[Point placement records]
__________

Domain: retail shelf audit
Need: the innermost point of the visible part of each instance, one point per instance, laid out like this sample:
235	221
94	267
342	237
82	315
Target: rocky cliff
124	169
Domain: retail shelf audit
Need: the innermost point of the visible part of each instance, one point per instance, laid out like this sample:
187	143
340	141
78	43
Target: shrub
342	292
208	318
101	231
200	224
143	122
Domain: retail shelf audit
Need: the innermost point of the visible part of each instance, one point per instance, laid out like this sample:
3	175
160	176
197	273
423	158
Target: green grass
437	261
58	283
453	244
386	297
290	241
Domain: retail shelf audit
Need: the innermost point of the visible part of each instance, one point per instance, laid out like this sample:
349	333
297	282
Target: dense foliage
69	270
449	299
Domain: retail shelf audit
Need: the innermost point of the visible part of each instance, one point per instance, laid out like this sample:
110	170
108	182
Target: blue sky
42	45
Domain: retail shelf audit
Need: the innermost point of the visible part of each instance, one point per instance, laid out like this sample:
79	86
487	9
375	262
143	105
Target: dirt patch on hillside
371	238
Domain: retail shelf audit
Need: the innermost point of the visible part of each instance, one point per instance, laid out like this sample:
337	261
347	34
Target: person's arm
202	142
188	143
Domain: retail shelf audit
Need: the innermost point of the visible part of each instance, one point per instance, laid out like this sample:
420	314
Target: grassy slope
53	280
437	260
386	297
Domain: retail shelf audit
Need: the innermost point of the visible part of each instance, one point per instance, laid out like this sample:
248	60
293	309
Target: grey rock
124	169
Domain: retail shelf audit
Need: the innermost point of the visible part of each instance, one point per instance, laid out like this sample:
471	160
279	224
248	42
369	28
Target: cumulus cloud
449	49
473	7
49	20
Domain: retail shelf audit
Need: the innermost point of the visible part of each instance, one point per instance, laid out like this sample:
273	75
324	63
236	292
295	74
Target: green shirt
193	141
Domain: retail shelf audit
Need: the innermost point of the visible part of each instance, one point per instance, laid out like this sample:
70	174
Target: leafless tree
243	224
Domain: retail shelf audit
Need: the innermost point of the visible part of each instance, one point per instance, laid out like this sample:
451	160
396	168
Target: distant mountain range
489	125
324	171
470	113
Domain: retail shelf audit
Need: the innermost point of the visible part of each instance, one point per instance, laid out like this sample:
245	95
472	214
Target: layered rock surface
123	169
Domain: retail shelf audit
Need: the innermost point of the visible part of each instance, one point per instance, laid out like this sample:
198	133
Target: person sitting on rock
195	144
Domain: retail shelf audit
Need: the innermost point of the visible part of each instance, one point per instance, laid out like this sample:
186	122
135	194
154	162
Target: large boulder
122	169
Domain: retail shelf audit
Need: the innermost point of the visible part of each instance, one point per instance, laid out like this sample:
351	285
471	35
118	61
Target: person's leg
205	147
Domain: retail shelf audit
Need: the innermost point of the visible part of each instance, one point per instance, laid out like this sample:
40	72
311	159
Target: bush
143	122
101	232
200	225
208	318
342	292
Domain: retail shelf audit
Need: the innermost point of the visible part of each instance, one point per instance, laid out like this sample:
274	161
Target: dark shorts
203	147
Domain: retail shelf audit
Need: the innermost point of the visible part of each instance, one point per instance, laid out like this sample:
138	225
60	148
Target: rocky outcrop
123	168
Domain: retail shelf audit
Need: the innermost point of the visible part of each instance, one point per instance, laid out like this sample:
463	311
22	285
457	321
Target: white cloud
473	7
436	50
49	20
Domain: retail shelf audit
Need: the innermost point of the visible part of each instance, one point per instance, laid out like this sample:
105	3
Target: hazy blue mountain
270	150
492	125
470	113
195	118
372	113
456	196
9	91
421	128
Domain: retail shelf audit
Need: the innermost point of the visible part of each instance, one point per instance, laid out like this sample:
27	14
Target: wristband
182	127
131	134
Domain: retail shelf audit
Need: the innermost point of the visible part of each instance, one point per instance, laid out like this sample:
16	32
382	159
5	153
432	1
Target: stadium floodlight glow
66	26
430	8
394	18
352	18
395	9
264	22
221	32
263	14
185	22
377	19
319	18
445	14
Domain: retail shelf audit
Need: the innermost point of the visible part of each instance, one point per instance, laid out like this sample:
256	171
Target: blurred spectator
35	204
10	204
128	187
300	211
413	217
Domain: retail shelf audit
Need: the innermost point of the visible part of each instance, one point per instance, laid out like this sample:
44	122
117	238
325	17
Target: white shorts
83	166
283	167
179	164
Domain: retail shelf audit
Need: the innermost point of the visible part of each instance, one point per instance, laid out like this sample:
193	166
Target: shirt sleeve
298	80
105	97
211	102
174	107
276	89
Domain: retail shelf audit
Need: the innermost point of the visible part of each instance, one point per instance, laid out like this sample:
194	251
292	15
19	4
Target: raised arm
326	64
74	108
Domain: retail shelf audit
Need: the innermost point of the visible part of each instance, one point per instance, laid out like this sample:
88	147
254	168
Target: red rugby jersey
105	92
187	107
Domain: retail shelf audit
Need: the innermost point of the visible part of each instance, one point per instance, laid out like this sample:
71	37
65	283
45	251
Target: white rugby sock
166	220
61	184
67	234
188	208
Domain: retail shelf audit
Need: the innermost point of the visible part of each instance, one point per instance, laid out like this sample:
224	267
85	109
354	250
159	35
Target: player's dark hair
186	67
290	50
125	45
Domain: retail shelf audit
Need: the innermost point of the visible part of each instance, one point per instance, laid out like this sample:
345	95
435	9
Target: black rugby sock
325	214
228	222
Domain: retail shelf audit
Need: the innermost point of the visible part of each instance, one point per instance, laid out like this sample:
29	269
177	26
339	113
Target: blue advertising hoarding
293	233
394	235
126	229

__________

**Your goal**
Repeat each record exactly. Omit nothing.

**Task output**
Domain: retail shelf audit
Need: the innermost point of the visible part of each instance, one point per instance, laid out like this sample:
235	221
94	267
342	237
82	315
Target: rocky cliff
124	169
Domain: retail shelf audit
Need: the innermost point of the visible part of each instance, one point per instance, laid out like this sample:
187	143
340	141
78	43
Target: shrub
342	292
208	318
101	231
200	224
143	122
Domain: retail shelf audit
Need: the innermost point of the visible part of each instance, one point per instance, laid out like this sample:
3	175
160	176
197	273
423	158
Target: green grass
437	261
58	283
453	244
386	297
290	241
Domain: retail shelf audit
Need: the innermost point of the visible part of each instance, one point per instance, laid out like this sample:
349	333
297	282
Target: dense foliage
69	270
449	299
Domain: retail shelf audit
Need: the innermost point of the visible part of each instance, one point per instance, laid out like this sample:
110	170
108	182
Target: blue sky
42	45
Domain: retail shelf audit
Need: the innermost point of the visible part of each instance, one point per instance, laid out like this sample:
79	86
487	9
375	262
143	105
Target: dirt patch on hillside
371	238
Domain: retail shelf audit
Need: the innermost point of the visible part of each instance, one point per instance, laid out like this sample:
337	261
347	34
Target: person's arm
202	142
188	143
Domain: retail shelf audit
Need: the innermost point of the visible part of each instance, one point per instance, laid out like this sample:
420	314
Target: grassy slope
53	280
437	260
386	297
Domain: retail shelf audit
Need: the innermost point of the visible part of each instance, one point per instance, laid out like this sample:
248	60
293	309
Target: grey rock
124	169
Domain: retail shelf audit
Need: the innermost point of the visible part of each instance, one point per instance, laid out like this sample:
471	160
279	224
248	42
369	28
Target: cumulus cloud
449	49
473	7
49	20
Domain: retail shelf audit
Need: the innermost point of the visible part of each instance, one point per instance, laid out like this sample:
273	75
324	63
236	292
295	74
Target: green shirt
193	141
Domain: retail shelf audit
Need: the innermost point of the visible part of each instance, one point per instance, laid out like this sample:
70	174
Target: leafless tree
243	224
Domain: retail shelf audit
Need: the innermost point of the visible part of each instance, one point per instance, laid out like this sample:
451	160
396	168
Target: distant mountain range
489	125
324	171
470	113
Domain: retail shelf audit
Need: the innermost point of the visible part of each instance, one point per instance, laid out like this sample:
245	95
472	214
Target: layered rock surface
123	169
Domain: retail shelf audit
Need: the innermost point of the visible part of each instance, one point per instance, laid out like this sample:
198	133
Target: person sitting on rock
195	144
Domain: retail shelf audit
Need: the innermost point of the visible part of each instance, one point per instance, laid out like this sample:
186	122
135	194
154	162
Target: large boulder
122	169
Domain: retail shelf audit
Need: the innermost point of the visible part of each instance, one point per instance, laid out like this sample:
351	285
471	35
118	61
Target: person's leg
205	147
Domain: retail shelf audit
Need: the innermost point of the visible part of each instance, one point per instance, laid out like this sample:
40	72
311	159
Target: bush
143	122
101	232
200	225
208	318
342	292
Domain: retail shelf audit
Need: the innermost point of the visible part of each instance, one point per instance, laid out like this sample:
274	161
Target: dark shorts
203	147
Domain: retail shelf audit
Need: the innermost point of the visible part of each instance, one point per instance, laid out like this sample:
138	225
60	148
Target: rocky outcrop
123	168
Domain: retail shelf audit
Need: the innermost point of the visible part of each instance, one point per instance, laid out like this sample:
463	311
22	285
457	321
Target: white cloud
473	7
436	50
49	20
Domain: retail shelf audit
Need: the innermost point of the visible part of each instance, one point per instance, laid out like this sample:
105	3
Target: hazy blue mountain
270	150
492	125
470	113
195	118
372	113
456	196
9	91
421	128
Domain: retail shelf audit
Need: the innermost point of the visible part of each instance, one point per instance, laid out like this sample:
27	14
Target: wristband
182	127
131	134
Domain: retail shelf audit
Need: the innermost point of the visible part of each instance, one point per instance, laid out like this sample:
16	32
382	159
5	153
432	1
Target: stadium floodlight glow
66	26
430	8
394	18
352	18
395	9
264	22
221	32
263	14
185	22
377	19
319	18
445	14
Domain: retail shelf audit
Need: the innermost point of the visible part of each instance, one point per instance, laid out like this sample:
256	171
Target: blurred spectator
35	204
10	204
128	187
300	211
413	217
Domain: retail shelf audit
Need: the innermost point of the visible part of each instance, one point per instance, laid out like this sample:
44	122
117	238
325	17
Target: white shorts
83	166
283	167
179	164
Domain: retail shelf audit
Need: the innermost point of the visible part of each instance, one point per instance, laid out like this sample:
193	166
Target: shirt sleeve
298	80
105	97
211	102
174	107
276	89
Domain: retail shelf audit
Need: the innermost point of the visible part of each instance, one point per instance, laid out like this sample:
194	251
292	15
19	4
Target: raised arm
326	64
74	108
Domain: retail shelf audit
Need: the innermost point of the visible part of each instance, one point per instance, laid out like this sample:
88	147
254	168
Target: red rugby jersey
105	92
187	107
Domain: retail shelf audit
Need: the innermost point of the visible part of each instance, one point per instance, laid out like this sample:
71	37
65	283
45	251
Target: white rugby sock
166	220
61	184
67	234
188	208
Domain: retail shelf audit
Need: the innermost point of the visible part of each instance, one point per instance, laid out like this sample:
224	267
85	109
354	250
159	35
Target: player's dark hair
186	67
290	50
125	45
Domain: retail shelf audit
Need: the innermost point of the visible part of each instance, one point per instance, laid out like this sample:
345	95
435	9
Target: black rugby sock
325	214
228	222
Domain: retail shelf audit
Need: the innermost point of the visible part of each instance, one point per instance, laid out like this sample:
29	269
177	26
339	113
Target: blue advertising hoarding
293	233
394	235
126	229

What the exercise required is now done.